▸ OBJECTIVE A: The accelerated testing article below says a failure mechanism can be one of several kinds of process. List every kind it names.
▸ OBJECTIVE B:
Answer these questions from the accelerated testing article below, one answer per line:
(i) What does the abbreviation ALT stand for?
(ii) What does TTF stand for?
(iii) What acceleration factor does the article give as an example for raising the temperature by 30 degrees Celsius?
▸ OBJECTIVE C: Proceed with the accelerated testing article below, picking up after its last sentence.

▸ PAGE TEXT:
++++++

As we make things to be more and more reliable, it gets harder and harder to make them fail in reliability tests. On the one hand – that’s great. On the other hand – that sucks if we want to use testing to help measure reliability. So if we are focused on measuring reliability through testing, we need to make our product or system fail in test conditions (without making it less reliable) but make sure these test conditions can somehow be translated back to how customers are going to use it. This is where accelerated testing comes in.
But before we get into how to do this – ask yourself if you are interested in measuring reliability … or improving reliability? Improving reliability means learning what your design weak points and flaws are. And this takes a lot less time and money. Measuring reliability is all about trying to learn about the weakest part of your system in a quantifiable way. This is very different.
So let’s say that you do indeed need to measure reliability – and you don’t have long to do it. Then we need to what we call an Accelerated Life Test (ALT). The key to ALT is understanding what the weak point of your design is, determining that this weak point will eventually deteriorate over usage and then modeling the underlying failure mechanism. A failure mechanism is the physical, chemical, electrical or thermal process that ultimately causes your system to fail.
There is no point in conducting ALT on anything but the weakest part of your design. Your product or system will have already failed by the time this issue becomes evident. So you need to be sure that you know what the dominant failure mechanism is and how to model it.
So let’s say you have done that and you know that your failure mechanism is based on thermal degradation. Be careful! This is different from something like fatigue cracking caused by thermal expansion and contraction. That is a mechanical failure. But things like adhesives and electronic componentry tend to fail based on temperature.
It’s all about a straight line
That’s right. Whenever we do ALT, all we try to in basic terms is create a straight line that can then help us estimate the ‘true’ time to failure for our product or system in at use conditions. Ok … there are a couple more things to it than that. But what we are trying to make something like …
We conduct tests where we measure the time to failure (TTF) at various temperatures (T) and try and create this straight line. We then extend the line to the ‘operating’ temperature – and we get our TTF estimate for operating conditions.
Now as with most things in nature – stuff like this rarely makes a beautiful straight line. And that is where Acceleration Factors (AFs) come in. An AF simply tells you how much you accelerate the degradation of your product or system when the temperature increases. For example, increasing temperature by 30 degrees Celsius may have an AF of 2. This means that every day you test your product or device at a temperature elevated by 30 degrees Celsius is equivalent to 2 days of normal usage.

++++++

▸ ENTRIES SUPPLIED:
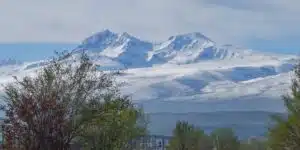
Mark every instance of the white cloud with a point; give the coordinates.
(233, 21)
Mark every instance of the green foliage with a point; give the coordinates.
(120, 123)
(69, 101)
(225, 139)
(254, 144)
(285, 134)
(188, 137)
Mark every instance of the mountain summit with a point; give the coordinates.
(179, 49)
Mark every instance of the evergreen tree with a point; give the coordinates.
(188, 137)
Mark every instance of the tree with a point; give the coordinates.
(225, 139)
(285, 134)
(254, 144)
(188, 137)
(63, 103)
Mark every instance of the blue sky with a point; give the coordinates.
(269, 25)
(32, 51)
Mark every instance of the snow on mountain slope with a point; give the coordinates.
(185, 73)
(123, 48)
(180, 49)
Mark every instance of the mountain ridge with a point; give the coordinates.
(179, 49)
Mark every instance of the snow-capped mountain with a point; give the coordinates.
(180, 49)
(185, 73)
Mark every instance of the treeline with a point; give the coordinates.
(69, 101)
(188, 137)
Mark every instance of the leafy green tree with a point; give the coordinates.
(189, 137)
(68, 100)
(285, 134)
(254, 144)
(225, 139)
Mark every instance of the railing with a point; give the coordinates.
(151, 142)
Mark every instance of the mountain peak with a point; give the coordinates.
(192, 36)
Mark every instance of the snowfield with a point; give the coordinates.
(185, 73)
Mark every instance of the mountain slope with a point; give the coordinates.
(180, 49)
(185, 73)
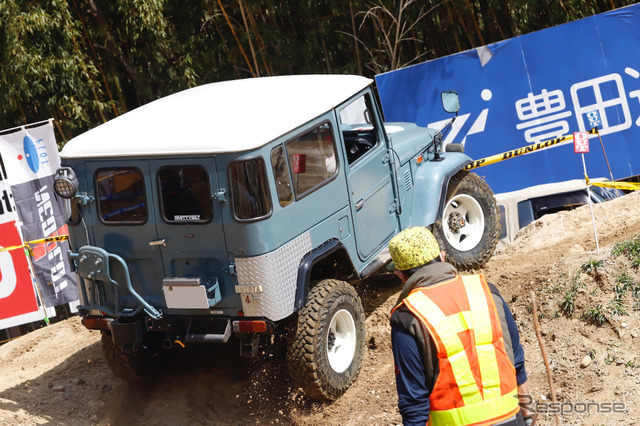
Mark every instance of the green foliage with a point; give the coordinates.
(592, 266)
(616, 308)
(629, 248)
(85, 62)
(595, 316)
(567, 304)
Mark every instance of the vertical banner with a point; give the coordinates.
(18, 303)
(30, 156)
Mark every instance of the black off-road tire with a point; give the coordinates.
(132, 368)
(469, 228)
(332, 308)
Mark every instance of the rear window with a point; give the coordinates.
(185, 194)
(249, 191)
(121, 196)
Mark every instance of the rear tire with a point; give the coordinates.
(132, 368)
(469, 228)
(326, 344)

++++++

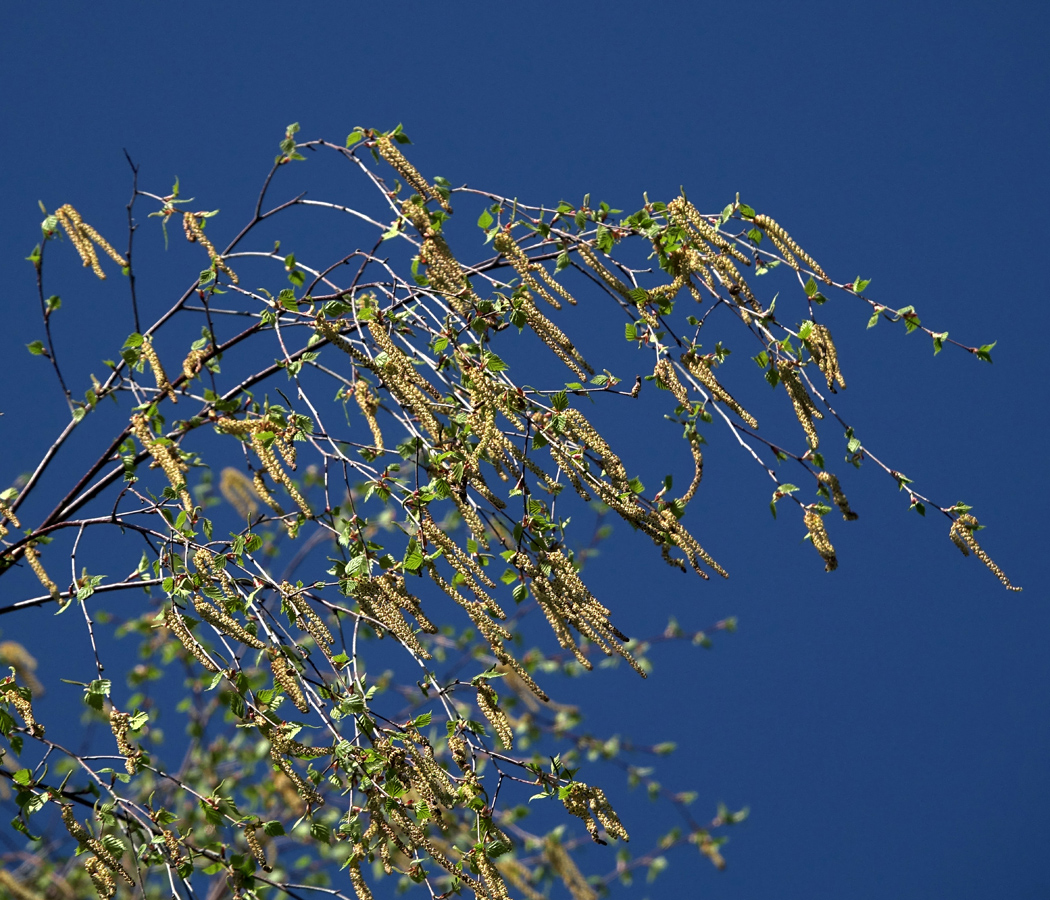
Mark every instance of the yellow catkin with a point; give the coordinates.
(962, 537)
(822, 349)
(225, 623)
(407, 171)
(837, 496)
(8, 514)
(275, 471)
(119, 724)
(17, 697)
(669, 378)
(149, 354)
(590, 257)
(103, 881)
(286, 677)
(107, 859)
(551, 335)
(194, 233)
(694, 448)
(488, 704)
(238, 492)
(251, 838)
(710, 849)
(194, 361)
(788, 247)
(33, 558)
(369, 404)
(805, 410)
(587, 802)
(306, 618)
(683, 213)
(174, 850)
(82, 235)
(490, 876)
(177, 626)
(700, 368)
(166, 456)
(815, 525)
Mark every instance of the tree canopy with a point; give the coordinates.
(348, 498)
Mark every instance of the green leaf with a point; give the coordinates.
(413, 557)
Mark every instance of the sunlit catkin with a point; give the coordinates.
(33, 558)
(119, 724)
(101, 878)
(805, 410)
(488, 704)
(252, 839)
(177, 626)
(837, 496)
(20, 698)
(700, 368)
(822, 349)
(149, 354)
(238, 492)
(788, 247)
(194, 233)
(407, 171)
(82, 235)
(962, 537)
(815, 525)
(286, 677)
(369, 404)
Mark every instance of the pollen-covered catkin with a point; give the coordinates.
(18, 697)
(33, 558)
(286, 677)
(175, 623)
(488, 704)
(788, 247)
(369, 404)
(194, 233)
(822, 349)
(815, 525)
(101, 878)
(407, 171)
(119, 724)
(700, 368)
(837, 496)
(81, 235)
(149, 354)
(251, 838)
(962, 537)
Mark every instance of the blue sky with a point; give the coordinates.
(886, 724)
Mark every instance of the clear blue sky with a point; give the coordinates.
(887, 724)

++++++

▸ TASK RESULT A: Physical, chemical, electrical and thermal.

▸ TASK RESULT B:
(i) Accelerated Life Test
(ii) Time to failure
(iii) 2

▸ TASK RESULT C:
And the AF changes as you go on increasing temperature. Increasing the temperature by 50 degrees Celsius may have an AF of 6.
But how do we get these AFs? Well – we use that model we talked about. And sometimes the right model is not immediately clear. But there is one model that tends to work pretty well – the Arrhenius Model. It looks like this:
$$k=Ae^{\frac{-E_a}{RT}}$$
where k is the rate at which the temperature based reaction is occurring, A is what we call the ‘pre-exponential’ factor, Ea is the ‘activation energy’ of the chemical reaction which is analogous to how much thermal energy is needed to make something happen, R is the ‘Gas constant’ and T is the temperature in degrees Kelvin.
Yuck. How do you find out these factors and activation energies? Well – you don’t really need to. But what you do need to do in your ALT is conduct multiple tests at multiple temperatures.
I thought you said it’s all about ‘straight lines?’
That’s why you need the model. If you rearrange the model, you can get the equation for our straight line (even if it is a little ugly).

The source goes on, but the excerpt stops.